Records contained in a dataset
-- Start --

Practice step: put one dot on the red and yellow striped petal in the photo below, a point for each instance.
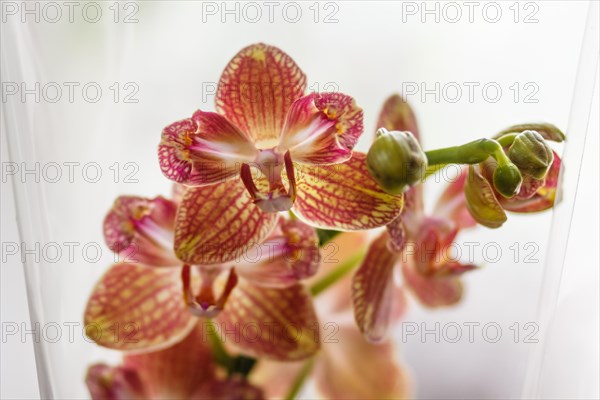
(203, 150)
(432, 291)
(137, 307)
(140, 230)
(257, 88)
(218, 223)
(544, 196)
(179, 370)
(344, 197)
(374, 292)
(397, 115)
(322, 128)
(275, 323)
(291, 253)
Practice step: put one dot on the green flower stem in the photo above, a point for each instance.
(336, 274)
(300, 379)
(469, 153)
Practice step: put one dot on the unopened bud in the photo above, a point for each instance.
(396, 160)
(507, 180)
(531, 154)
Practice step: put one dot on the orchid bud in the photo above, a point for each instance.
(396, 160)
(531, 154)
(507, 180)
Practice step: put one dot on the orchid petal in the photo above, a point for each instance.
(373, 290)
(257, 88)
(322, 128)
(344, 197)
(279, 324)
(218, 223)
(481, 201)
(177, 371)
(137, 307)
(290, 254)
(432, 291)
(352, 368)
(141, 230)
(204, 150)
(543, 198)
(114, 383)
(397, 115)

-- End --

→ **SHORT PROBLEM**
Return word for word the lines from the one containing "Practice step: put one dot on the orchid petal" through the end of the items, including both ends.

→ **SOLUTION TO THE EXERCISE**
Practice step: put one dot on the orchid petal in the photo above, a point for each instance.
(373, 290)
(257, 88)
(322, 128)
(344, 197)
(279, 324)
(218, 223)
(481, 201)
(177, 371)
(137, 307)
(290, 254)
(432, 291)
(352, 368)
(141, 230)
(204, 150)
(543, 198)
(114, 383)
(397, 115)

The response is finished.